Entries shown
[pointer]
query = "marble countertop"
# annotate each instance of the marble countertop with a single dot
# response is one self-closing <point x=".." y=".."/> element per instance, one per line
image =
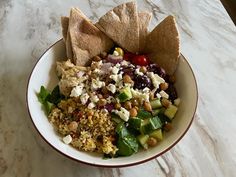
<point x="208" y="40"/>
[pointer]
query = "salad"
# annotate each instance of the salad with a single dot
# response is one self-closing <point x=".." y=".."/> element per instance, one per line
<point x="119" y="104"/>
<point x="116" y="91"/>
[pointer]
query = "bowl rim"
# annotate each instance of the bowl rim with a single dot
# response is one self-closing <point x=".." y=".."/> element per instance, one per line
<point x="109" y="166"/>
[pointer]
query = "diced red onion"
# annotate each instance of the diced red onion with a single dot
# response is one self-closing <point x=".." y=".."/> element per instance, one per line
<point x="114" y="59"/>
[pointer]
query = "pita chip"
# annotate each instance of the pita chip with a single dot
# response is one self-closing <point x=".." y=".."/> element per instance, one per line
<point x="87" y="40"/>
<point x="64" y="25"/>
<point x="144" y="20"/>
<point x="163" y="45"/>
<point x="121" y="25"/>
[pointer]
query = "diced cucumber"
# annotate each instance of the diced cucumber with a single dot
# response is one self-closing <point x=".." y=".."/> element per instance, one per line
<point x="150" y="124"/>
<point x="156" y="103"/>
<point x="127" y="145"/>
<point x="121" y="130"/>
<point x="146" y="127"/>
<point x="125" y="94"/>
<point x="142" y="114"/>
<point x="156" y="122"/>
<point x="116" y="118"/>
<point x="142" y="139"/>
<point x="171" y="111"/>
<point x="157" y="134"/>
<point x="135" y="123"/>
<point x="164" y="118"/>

==

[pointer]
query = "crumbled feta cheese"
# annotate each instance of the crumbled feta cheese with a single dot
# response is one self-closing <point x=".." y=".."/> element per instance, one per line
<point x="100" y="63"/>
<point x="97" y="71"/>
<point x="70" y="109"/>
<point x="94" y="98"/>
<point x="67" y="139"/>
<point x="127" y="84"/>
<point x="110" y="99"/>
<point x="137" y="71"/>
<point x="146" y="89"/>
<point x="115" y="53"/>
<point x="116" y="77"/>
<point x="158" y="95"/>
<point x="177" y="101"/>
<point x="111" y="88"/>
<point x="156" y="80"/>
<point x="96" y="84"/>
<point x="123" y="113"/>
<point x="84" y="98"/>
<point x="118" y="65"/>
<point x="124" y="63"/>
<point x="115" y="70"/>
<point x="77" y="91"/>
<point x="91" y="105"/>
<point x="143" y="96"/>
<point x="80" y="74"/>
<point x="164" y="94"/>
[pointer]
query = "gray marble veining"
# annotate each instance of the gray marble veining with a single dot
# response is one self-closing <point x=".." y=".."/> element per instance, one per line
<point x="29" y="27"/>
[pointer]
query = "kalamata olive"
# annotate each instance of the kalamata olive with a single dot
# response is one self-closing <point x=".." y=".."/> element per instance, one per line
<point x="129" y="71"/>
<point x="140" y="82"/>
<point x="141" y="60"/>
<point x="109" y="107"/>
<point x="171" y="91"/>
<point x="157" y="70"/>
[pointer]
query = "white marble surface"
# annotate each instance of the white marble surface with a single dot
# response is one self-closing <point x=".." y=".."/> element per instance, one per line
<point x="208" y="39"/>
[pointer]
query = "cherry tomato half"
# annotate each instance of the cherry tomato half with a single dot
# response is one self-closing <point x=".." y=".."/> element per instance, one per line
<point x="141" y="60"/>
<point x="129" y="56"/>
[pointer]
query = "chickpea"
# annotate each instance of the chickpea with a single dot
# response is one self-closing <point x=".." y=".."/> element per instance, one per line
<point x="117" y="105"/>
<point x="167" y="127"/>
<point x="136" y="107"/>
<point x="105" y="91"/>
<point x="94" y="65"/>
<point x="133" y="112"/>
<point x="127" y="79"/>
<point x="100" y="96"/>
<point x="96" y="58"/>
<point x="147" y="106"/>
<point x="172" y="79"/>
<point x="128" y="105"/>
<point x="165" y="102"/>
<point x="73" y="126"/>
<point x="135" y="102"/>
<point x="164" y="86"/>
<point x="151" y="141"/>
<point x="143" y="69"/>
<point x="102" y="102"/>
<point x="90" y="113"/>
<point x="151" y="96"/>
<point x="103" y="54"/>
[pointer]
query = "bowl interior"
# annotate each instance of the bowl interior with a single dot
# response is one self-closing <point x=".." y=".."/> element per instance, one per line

--

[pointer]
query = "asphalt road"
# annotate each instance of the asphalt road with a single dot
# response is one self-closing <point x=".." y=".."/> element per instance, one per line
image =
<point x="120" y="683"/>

What needs to be done
State how many lines in the records above contain the word "salad". Give only the number.

Solution for this exercise
2